Work instructions => Copy out the material word for word, beginning at the line that contains "the yellow soccer" and continuing through the end of the material.
— Start Entries supplied —
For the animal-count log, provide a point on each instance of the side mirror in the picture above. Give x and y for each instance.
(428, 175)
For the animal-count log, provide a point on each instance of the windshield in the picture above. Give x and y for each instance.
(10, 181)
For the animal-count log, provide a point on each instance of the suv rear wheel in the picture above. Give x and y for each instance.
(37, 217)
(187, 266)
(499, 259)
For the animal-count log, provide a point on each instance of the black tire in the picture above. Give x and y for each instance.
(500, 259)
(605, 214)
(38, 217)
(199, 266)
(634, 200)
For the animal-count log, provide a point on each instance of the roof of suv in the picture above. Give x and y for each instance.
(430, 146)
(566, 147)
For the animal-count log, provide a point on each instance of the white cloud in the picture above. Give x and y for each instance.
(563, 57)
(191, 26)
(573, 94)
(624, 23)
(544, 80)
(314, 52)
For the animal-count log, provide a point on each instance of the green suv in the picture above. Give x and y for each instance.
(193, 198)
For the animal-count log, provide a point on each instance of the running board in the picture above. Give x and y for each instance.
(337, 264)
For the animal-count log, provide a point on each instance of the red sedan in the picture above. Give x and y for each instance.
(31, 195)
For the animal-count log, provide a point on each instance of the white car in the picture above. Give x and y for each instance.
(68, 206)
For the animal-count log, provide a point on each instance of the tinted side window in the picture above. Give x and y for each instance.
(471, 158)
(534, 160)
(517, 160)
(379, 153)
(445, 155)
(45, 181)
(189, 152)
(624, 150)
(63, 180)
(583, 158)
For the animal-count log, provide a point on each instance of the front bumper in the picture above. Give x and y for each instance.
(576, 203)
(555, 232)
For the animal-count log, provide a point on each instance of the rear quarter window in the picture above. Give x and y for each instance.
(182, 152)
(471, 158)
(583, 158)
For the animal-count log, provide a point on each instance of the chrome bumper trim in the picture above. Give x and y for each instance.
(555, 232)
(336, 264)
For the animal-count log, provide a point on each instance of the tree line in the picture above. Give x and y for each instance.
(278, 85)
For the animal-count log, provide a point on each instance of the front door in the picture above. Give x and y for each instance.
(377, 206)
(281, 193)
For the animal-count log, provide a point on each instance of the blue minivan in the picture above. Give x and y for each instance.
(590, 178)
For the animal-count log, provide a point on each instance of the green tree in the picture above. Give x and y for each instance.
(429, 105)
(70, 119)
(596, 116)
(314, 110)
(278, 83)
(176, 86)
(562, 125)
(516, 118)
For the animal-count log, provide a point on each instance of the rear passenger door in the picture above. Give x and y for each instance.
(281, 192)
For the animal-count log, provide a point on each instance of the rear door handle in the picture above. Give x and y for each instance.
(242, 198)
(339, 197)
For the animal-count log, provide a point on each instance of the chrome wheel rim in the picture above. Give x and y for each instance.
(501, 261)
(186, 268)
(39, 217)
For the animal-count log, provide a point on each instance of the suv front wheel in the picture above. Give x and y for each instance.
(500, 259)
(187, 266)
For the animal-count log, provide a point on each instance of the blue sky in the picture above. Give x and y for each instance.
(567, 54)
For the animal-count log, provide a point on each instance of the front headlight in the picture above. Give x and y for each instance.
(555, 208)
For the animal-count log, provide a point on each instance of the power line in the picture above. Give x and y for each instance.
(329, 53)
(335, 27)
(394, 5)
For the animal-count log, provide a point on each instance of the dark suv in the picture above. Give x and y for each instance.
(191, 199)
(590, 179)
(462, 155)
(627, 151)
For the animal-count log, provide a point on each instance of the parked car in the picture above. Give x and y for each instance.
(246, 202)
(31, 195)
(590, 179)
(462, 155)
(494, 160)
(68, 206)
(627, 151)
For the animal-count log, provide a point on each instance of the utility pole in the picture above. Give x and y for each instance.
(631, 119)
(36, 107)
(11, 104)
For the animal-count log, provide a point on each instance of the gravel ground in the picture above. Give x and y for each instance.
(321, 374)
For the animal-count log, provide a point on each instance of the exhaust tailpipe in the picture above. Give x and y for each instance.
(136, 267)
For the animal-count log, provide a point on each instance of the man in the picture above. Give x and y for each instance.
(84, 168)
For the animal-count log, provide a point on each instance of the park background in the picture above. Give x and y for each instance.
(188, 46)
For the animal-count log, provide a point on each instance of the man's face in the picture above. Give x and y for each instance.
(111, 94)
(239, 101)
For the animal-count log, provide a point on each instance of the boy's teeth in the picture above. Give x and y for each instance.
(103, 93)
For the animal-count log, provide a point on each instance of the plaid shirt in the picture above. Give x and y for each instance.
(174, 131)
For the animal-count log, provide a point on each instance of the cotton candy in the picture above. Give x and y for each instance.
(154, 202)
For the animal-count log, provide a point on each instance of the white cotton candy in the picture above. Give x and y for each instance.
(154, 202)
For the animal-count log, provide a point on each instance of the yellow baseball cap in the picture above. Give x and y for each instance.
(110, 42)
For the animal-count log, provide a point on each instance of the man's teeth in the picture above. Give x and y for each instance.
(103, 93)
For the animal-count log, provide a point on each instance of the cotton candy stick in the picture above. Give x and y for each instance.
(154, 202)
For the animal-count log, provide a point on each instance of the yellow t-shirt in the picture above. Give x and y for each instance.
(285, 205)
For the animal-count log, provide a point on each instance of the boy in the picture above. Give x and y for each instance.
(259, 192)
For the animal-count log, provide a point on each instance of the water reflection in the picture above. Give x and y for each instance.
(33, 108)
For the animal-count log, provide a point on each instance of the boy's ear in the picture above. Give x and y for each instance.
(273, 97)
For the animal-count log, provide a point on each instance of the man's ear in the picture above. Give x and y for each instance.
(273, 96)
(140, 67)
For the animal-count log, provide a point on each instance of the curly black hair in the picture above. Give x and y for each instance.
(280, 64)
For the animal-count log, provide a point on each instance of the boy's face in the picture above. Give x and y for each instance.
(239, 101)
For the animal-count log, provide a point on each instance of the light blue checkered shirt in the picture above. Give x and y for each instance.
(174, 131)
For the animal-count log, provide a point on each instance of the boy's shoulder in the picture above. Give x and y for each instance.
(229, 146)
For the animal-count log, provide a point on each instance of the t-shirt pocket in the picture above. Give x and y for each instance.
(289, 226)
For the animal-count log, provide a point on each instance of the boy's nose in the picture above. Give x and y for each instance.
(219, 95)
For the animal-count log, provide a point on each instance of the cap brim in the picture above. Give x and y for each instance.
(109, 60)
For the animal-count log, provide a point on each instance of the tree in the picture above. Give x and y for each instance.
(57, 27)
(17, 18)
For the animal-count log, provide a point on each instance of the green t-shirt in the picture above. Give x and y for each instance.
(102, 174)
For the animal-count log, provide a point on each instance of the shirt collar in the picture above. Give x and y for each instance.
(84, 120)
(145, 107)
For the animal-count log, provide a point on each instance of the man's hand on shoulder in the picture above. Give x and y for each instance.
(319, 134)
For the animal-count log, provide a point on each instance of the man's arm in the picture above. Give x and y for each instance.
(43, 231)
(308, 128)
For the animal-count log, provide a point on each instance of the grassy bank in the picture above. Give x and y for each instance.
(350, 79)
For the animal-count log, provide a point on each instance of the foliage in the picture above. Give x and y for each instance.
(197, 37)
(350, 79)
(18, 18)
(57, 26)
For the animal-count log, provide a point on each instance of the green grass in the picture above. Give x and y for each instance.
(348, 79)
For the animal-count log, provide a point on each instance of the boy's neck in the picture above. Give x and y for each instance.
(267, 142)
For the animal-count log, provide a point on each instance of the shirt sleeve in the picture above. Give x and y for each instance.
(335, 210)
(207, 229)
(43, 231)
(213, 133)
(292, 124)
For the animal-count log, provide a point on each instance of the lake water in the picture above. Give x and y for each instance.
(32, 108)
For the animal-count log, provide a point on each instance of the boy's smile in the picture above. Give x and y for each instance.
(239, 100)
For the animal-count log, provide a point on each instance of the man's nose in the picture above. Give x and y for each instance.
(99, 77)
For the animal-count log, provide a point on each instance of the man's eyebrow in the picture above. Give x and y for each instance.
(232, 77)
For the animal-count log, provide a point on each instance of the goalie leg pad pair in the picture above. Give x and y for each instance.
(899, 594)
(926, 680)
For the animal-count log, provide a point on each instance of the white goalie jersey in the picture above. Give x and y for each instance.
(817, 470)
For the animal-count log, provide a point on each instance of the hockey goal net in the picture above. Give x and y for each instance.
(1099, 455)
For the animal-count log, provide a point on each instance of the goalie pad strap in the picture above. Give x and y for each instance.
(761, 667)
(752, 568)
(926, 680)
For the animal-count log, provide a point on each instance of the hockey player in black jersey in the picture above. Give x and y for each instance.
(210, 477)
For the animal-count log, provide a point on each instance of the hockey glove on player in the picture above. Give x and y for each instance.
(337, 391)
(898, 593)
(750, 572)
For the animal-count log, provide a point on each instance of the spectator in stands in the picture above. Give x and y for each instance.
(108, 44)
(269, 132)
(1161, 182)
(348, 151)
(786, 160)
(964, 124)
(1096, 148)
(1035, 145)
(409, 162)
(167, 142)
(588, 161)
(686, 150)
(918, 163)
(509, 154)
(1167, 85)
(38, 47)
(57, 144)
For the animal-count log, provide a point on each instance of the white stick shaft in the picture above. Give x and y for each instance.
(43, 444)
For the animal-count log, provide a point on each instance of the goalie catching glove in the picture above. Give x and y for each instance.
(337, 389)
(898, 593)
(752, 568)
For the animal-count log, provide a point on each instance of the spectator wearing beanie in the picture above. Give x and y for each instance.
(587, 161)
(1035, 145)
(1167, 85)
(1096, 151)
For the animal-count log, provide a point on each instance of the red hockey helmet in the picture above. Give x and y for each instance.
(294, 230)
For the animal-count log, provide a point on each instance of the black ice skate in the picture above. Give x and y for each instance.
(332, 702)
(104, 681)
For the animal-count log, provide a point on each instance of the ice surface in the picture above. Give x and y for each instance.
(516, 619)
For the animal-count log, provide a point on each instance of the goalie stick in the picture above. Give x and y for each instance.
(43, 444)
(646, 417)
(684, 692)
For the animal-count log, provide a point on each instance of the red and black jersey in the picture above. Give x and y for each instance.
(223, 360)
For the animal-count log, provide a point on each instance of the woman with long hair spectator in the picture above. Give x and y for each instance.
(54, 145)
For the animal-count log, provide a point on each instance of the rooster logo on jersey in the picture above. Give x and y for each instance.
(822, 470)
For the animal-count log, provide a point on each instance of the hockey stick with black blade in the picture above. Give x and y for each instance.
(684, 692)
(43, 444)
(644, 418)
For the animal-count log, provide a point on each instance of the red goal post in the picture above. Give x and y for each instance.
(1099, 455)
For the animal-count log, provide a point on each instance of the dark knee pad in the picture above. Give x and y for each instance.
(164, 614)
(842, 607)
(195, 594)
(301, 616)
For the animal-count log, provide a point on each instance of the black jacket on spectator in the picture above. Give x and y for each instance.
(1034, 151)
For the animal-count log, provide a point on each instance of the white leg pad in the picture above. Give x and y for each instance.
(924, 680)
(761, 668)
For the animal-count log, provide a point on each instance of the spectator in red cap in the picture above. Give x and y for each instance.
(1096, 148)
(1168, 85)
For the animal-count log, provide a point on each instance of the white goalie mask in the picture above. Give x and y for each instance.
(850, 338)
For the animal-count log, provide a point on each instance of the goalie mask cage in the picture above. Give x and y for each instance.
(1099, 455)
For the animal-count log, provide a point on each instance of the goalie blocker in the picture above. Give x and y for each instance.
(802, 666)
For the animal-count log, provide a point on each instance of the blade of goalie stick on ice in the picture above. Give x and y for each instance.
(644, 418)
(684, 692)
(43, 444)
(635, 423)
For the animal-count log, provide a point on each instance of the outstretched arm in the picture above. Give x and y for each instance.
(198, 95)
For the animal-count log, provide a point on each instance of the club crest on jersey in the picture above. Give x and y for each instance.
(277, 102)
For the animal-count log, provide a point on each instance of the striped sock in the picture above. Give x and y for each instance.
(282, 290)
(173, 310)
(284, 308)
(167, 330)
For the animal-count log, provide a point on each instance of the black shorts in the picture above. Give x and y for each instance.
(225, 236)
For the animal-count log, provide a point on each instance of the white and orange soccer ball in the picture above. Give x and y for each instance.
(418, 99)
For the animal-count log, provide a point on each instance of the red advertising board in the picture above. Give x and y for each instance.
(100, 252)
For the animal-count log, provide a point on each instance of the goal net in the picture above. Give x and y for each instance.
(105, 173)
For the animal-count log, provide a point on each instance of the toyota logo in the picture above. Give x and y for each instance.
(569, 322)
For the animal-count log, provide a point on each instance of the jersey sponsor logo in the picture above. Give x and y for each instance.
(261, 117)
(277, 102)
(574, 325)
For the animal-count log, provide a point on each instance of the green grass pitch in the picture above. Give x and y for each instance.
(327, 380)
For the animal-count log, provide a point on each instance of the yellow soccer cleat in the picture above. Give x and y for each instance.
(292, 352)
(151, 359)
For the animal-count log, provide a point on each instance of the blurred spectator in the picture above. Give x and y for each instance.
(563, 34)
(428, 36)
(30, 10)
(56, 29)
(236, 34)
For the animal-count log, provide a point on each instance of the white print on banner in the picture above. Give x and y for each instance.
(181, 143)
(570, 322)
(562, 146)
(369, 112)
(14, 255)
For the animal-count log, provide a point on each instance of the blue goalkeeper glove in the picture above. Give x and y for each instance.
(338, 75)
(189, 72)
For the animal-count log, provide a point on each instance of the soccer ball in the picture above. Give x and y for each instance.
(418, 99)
— End Entries supplied —
Exercise response =>
For the animal-count log, provide a point on each instance of the yellow soccer cleat in the picture above. Give x and y for each instance.
(292, 352)
(151, 359)
For the animal-count log, provide a point on each instance of the blurred spectator in the picture above. Give x and y for each instance.
(563, 34)
(428, 36)
(30, 10)
(56, 29)
(236, 34)
For the animal-count log, provide a point on each instance of the white print on banner in the picture above. Give x and y for each instance.
(181, 143)
(570, 322)
(562, 146)
(369, 112)
(14, 255)
For the animal-count log, provide a point on each instance of the blue goalkeeper glove in the picture above. Give x and y for each instance.
(338, 75)
(189, 72)
For the animal-count log, provide a point on each instance of the soccer ball in the picture above. Give x and y for each instance.
(418, 99)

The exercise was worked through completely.